━━━━━ Supplied records

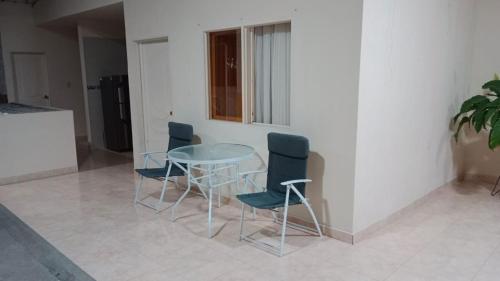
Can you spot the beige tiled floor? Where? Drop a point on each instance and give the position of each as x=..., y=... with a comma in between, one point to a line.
x=90, y=217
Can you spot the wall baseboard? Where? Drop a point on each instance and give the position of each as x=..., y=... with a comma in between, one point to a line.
x=480, y=177
x=38, y=175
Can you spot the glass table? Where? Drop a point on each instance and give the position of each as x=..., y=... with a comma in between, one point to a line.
x=210, y=160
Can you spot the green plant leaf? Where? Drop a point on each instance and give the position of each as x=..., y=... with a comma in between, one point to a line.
x=493, y=85
x=479, y=120
x=494, y=119
x=462, y=122
x=494, y=138
x=489, y=113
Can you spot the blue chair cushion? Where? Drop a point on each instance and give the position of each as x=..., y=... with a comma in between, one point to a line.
x=287, y=161
x=268, y=199
x=156, y=173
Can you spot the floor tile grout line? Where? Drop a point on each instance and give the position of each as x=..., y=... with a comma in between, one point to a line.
x=429, y=243
x=497, y=247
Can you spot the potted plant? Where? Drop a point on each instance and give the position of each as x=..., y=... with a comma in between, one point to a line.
x=483, y=113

━━━━━━━━━━

--- The task ---
Only the pictures are to be omitted; the records above must otherwise be reproduced exactly.

--- Reply to the exercise ---
Can you spot the beige tiled floor? Where? Drop a point on each instance and give the position of each as x=..., y=... with a comma in between, one point to a line.
x=90, y=217
Can you spot the wall baseboard? Where? Drop a point on each instance and give the position of each as x=..., y=... with a comma in between, one point to a line.
x=480, y=177
x=38, y=175
Can you spot the glass table? Where? Drop a point on each instance and give the position of each as x=..., y=... with a comma in between, one point to a line.
x=210, y=160
Can you spot the green plant leaf? Where? Drop a point on each instance and give the position of each as x=..., y=... with a comma in between, one point to a line.
x=493, y=85
x=479, y=120
x=494, y=119
x=462, y=122
x=494, y=138
x=489, y=113
Can you spot the blue chair cushion? Where? Drop a point on each instance and give the position of each as x=..., y=... with a comma in between, one point to a line.
x=287, y=161
x=268, y=199
x=156, y=173
Can you spot the floor tile grout line? Where? Drop a point on each instance and give the position of each as x=..., y=... with a comma in between, one point to a line.
x=429, y=243
x=497, y=247
Can you spot the potted plant? Where? Drop a point on each instance and give the position of each as x=..., y=... with a comma in between, one point to a line.
x=483, y=113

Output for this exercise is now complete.